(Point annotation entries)
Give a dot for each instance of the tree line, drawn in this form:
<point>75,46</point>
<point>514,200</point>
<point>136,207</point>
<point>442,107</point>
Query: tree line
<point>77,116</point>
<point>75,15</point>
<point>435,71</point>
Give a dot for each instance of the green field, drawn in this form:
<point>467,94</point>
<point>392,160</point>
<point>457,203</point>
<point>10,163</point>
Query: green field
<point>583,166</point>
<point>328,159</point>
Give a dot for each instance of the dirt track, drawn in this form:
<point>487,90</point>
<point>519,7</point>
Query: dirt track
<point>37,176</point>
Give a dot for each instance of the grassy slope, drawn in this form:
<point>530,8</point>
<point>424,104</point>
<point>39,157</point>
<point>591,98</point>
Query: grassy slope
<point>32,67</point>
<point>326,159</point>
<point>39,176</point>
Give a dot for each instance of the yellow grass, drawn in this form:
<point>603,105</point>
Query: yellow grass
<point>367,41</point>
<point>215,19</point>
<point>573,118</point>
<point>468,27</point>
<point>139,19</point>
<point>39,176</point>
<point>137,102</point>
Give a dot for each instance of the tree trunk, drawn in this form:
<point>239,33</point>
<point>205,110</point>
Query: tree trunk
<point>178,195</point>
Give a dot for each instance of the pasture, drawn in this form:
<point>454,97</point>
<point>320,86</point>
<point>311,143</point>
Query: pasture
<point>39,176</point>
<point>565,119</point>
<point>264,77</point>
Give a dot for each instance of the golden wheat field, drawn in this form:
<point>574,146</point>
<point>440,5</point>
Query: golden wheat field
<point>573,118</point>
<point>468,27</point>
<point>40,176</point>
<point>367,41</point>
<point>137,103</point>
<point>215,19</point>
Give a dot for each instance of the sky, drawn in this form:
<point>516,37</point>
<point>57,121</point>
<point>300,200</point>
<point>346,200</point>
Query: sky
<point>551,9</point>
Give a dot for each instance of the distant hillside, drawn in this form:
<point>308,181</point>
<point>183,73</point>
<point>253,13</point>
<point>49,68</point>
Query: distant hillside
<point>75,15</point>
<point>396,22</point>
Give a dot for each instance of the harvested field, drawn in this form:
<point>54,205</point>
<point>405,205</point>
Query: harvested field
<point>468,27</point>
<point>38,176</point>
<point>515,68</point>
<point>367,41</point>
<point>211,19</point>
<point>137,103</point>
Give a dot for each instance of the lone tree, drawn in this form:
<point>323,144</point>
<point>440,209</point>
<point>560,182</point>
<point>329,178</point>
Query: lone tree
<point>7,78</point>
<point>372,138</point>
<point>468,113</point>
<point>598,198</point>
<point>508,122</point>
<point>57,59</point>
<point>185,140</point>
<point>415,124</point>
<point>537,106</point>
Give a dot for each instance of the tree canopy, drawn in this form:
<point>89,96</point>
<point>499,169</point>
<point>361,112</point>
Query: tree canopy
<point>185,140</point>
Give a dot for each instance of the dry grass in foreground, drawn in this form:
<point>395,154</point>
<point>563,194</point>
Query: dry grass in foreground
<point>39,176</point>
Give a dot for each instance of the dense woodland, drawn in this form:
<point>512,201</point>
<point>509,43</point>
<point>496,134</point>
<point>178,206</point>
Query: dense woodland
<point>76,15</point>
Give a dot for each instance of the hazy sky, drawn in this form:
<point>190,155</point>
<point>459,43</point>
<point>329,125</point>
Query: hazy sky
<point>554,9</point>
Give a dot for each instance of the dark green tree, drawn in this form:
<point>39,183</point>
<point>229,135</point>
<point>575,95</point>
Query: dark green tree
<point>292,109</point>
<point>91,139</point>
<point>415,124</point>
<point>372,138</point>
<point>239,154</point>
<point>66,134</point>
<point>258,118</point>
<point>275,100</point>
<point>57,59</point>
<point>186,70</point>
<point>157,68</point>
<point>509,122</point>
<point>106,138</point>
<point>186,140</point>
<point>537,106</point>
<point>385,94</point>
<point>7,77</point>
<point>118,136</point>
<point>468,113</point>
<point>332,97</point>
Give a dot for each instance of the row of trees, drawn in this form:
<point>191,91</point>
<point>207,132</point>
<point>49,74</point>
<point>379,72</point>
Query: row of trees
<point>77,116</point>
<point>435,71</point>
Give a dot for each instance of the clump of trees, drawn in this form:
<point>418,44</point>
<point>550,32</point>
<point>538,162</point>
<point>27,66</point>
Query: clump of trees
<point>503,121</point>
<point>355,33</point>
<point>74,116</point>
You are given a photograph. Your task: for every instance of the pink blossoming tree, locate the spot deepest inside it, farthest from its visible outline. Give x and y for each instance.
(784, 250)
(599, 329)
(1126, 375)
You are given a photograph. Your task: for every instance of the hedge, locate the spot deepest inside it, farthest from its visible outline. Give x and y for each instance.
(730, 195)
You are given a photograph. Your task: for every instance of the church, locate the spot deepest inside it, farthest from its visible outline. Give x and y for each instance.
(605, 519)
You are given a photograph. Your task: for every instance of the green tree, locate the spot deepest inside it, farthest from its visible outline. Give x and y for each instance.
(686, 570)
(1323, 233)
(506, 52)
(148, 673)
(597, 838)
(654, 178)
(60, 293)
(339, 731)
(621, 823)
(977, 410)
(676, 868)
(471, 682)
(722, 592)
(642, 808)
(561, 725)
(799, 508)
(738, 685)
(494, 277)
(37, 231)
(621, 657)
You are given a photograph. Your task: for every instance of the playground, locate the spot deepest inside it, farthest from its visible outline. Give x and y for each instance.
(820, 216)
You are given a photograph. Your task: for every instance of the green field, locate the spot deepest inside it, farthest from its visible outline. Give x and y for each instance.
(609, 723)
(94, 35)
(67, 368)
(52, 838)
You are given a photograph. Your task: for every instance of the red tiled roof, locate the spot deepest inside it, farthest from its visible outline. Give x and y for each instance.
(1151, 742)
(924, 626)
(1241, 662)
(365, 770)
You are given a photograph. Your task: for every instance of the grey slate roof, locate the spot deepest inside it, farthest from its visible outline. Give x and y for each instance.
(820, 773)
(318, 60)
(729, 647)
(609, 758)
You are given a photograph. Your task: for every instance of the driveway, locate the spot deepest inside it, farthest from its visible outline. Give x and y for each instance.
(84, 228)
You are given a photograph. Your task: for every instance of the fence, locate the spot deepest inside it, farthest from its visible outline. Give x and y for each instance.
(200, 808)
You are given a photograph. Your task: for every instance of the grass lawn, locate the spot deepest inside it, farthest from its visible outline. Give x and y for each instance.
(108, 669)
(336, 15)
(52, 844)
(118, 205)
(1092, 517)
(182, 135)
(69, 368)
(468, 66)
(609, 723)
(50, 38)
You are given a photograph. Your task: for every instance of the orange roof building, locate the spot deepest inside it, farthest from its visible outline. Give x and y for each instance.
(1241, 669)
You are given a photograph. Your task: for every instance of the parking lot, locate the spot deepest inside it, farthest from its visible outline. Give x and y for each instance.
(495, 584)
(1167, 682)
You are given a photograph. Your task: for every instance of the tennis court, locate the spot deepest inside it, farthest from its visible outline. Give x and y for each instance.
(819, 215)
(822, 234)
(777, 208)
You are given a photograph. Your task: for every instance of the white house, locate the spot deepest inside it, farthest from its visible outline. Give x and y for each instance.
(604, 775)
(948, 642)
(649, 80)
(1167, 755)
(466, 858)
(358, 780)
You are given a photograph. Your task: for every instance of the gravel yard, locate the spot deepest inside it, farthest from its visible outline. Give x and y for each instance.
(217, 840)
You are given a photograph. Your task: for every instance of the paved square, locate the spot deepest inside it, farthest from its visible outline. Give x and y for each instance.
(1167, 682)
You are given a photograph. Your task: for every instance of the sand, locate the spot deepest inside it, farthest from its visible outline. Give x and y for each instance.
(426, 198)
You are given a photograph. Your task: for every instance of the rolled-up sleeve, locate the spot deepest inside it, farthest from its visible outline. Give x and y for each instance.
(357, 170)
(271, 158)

The task ::
Can you give all the entries above again, switching "drawn in this form" to "written in this format" wherever it appears and leaving everything else unchanged?

Worked solution ::
Give a dot for each instance of the tree line, written in this format:
<point>75,46</point>
<point>514,200</point>
<point>136,207</point>
<point>442,107</point>
Query: tree line
<point>77,116</point>
<point>75,15</point>
<point>435,71</point>
Give a dot for each instance of the green field, written in this format:
<point>467,94</point>
<point>392,160</point>
<point>457,203</point>
<point>10,163</point>
Query: green field
<point>583,166</point>
<point>328,159</point>
Give a dot for each instance of the dirt track, written in this format:
<point>487,90</point>
<point>519,7</point>
Query: dirt track
<point>37,176</point>
Give a dot for each instance of the grassy slope, written in this format:
<point>530,8</point>
<point>424,104</point>
<point>39,157</point>
<point>591,98</point>
Query: grassy slope
<point>32,67</point>
<point>326,159</point>
<point>39,176</point>
Give a dot for each instance of the yellow grass, written in this format:
<point>603,105</point>
Query: yellow grass
<point>367,41</point>
<point>215,19</point>
<point>573,118</point>
<point>468,27</point>
<point>139,19</point>
<point>39,176</point>
<point>137,102</point>
Give a dot for each instance of the tree trunk, written in this format:
<point>239,33</point>
<point>205,110</point>
Query: tree trunk
<point>178,195</point>
Give a dot for each instance of the pasture, written in this format:
<point>454,97</point>
<point>320,86</point>
<point>311,143</point>
Query: pasture
<point>39,176</point>
<point>565,119</point>
<point>264,77</point>
Give a dot for each instance of the golden wheat field, written in this format:
<point>574,146</point>
<point>440,5</point>
Query: golden wheat field
<point>573,118</point>
<point>468,27</point>
<point>40,176</point>
<point>367,41</point>
<point>137,103</point>
<point>215,19</point>
Give a dot for each instance of the sky, written in this format:
<point>516,37</point>
<point>57,121</point>
<point>300,200</point>
<point>346,200</point>
Query: sky
<point>551,9</point>
Give a dot for each instance of the distant hillside, written in this format:
<point>308,181</point>
<point>183,73</point>
<point>253,13</point>
<point>49,68</point>
Query: distant hillside
<point>75,15</point>
<point>396,22</point>
Give a dot for each instance of the harvested field, written in this format:
<point>54,205</point>
<point>405,205</point>
Query: harvested field
<point>468,27</point>
<point>38,176</point>
<point>515,68</point>
<point>367,41</point>
<point>211,19</point>
<point>137,103</point>
Give a dot for each instance of the lone tree, written in this format:
<point>323,144</point>
<point>440,209</point>
<point>560,182</point>
<point>329,178</point>
Query: lone tree
<point>7,78</point>
<point>372,138</point>
<point>468,113</point>
<point>598,198</point>
<point>508,122</point>
<point>57,59</point>
<point>185,140</point>
<point>415,124</point>
<point>537,106</point>
Give a dot for each instance of the tree canopy, written in this format:
<point>89,96</point>
<point>499,169</point>
<point>361,112</point>
Query: tree canopy
<point>185,140</point>
Give a dot for each instance of the dry grass in foreground, written in this format:
<point>395,154</point>
<point>563,194</point>
Query: dry grass in foreground
<point>39,176</point>
Give a dot for each instance of the dense woodland, written in this format:
<point>512,201</point>
<point>509,43</point>
<point>496,134</point>
<point>178,206</point>
Query: dense woodland
<point>76,15</point>
Give a dot for each instance of the hazy sky, written in this format:
<point>190,155</point>
<point>459,43</point>
<point>329,125</point>
Query: hazy sky
<point>554,9</point>
Give a dot for each instance of the dark green tree, written in this format:
<point>39,183</point>
<point>229,135</point>
<point>575,95</point>
Query: dark green tree
<point>292,109</point>
<point>91,139</point>
<point>415,124</point>
<point>372,138</point>
<point>239,154</point>
<point>66,134</point>
<point>258,118</point>
<point>275,100</point>
<point>57,59</point>
<point>186,70</point>
<point>157,68</point>
<point>509,122</point>
<point>106,138</point>
<point>186,140</point>
<point>537,106</point>
<point>385,94</point>
<point>7,77</point>
<point>118,136</point>
<point>468,113</point>
<point>332,97</point>
Give a dot for each instance of the row of trees, written in this format:
<point>191,91</point>
<point>207,132</point>
<point>49,74</point>
<point>379,72</point>
Query: row of trees
<point>77,116</point>
<point>435,71</point>
Give a dot for each instance of the clump of trees, written in this format:
<point>418,44</point>
<point>550,32</point>
<point>538,162</point>
<point>27,66</point>
Query: clump of trees
<point>503,121</point>
<point>355,33</point>
<point>74,116</point>
You are given a photograph. Your task: for every instance of the pink blossoming tree, locate the spot deepest inside it, farthest from its visible outline. Give x and y for each instance.
(784, 250)
(599, 329)
(1126, 375)
You are given a photograph. Your task: for every instance of the hedge, locate the spot deepest inside it, farthest from its visible outline. Give x and y for each instance.
(730, 195)
You are given a photograph. Your task: for every instance of the church, locate the spot deepest inside it, farthest from its visible outline. Give x and y for each instance.
(605, 519)
You are given a photograph. Your task: for every instance of the green tree, locate the spot deepest inside it, farthest from its visible outline. Give x and y for each instance.
(686, 570)
(1323, 233)
(506, 52)
(148, 673)
(597, 838)
(654, 178)
(60, 293)
(339, 731)
(621, 823)
(977, 410)
(676, 868)
(471, 682)
(722, 592)
(642, 808)
(561, 725)
(799, 508)
(738, 685)
(494, 277)
(37, 231)
(621, 657)
You are given a photograph. Your task: for every instance of the playground, locate the spot deepest inside it, farthest from its visible outline. Give x and y for each instance.
(820, 216)
You are given a photograph. Your task: for every instance of the green field, locate the spot deepest inside it, farthest from its visible outline. Give x and y for each instance.
(609, 723)
(94, 35)
(67, 368)
(52, 838)
You are given a photograph. Your task: for every instance of the red tiled roof, locate the spot deepest inside it, farthest from its visible outline. Give x and y for each instance.
(1151, 742)
(924, 626)
(1241, 662)
(365, 770)
You are given a photograph. Your task: for every instance of the grey slate roof, locate the spot deepest inside it, farthest from its visible outline. Give x and y for each instance.
(820, 773)
(318, 60)
(729, 647)
(609, 758)
You are given a photograph. Your task: for every instance of the driveway, locate the spot deepest inside it, farthest from its visible outline. Give x and y for each instance.
(84, 228)
You are given a photograph. Your task: for every instance of the fence, locate the spot deepest inside it, farthest from its visible outline. Give x and y for each instance.
(200, 808)
You are given a photograph. Your task: for every instance of the grass lawn, locate the spot deepest inside it, farthest from its visible outline. Give x and y for each instance.
(108, 669)
(336, 15)
(52, 844)
(118, 205)
(1092, 517)
(182, 135)
(69, 368)
(468, 66)
(609, 723)
(50, 38)
You are given a photograph. Your task: for every instance of the orange roof building, locate the spot deepest inside it, farthest from its visible outline. Give x and y for each instance.
(1241, 669)
You are given a photograph. Your task: for every instance of the parking lot, locate the spot deepest inside it, farthest from its visible outline. Give x and y for each instance.
(495, 584)
(1167, 682)
You are given a photograph. Your task: for every instance of the tennis court, locate the spot deepest inside it, farthest from its visible outline. Give x and y for each instance.
(819, 215)
(822, 234)
(777, 208)
You are given a photograph. Your task: for every instance of the white house, locate the spot deepest inside it, farthest from its visible outline. Give x and y for each instance.
(604, 775)
(948, 642)
(649, 80)
(1167, 755)
(466, 858)
(358, 780)
You are given a photograph. Your task: for every instance of the gravel yard, locate the spot deepest inside it, farthest from its visible outline. Give x and y for each instance.
(217, 840)
You are given a photograph. Your task: for every instance of the paved square, locate the spot deepest inside it, farthest from its visible outline. Give x and y for each instance.
(1167, 682)
You are given a photograph. Your task: for every instance of the sand, locate the spot deepest inside it, farthest from its visible outline. Give x and y for each instance.
(426, 198)
You are given a photograph. Your task: for every instance of the rolled-up sleeve, locate the spot deepest inside it, farthest from its visible outline. Give x and y for each instance.
(357, 170)
(271, 158)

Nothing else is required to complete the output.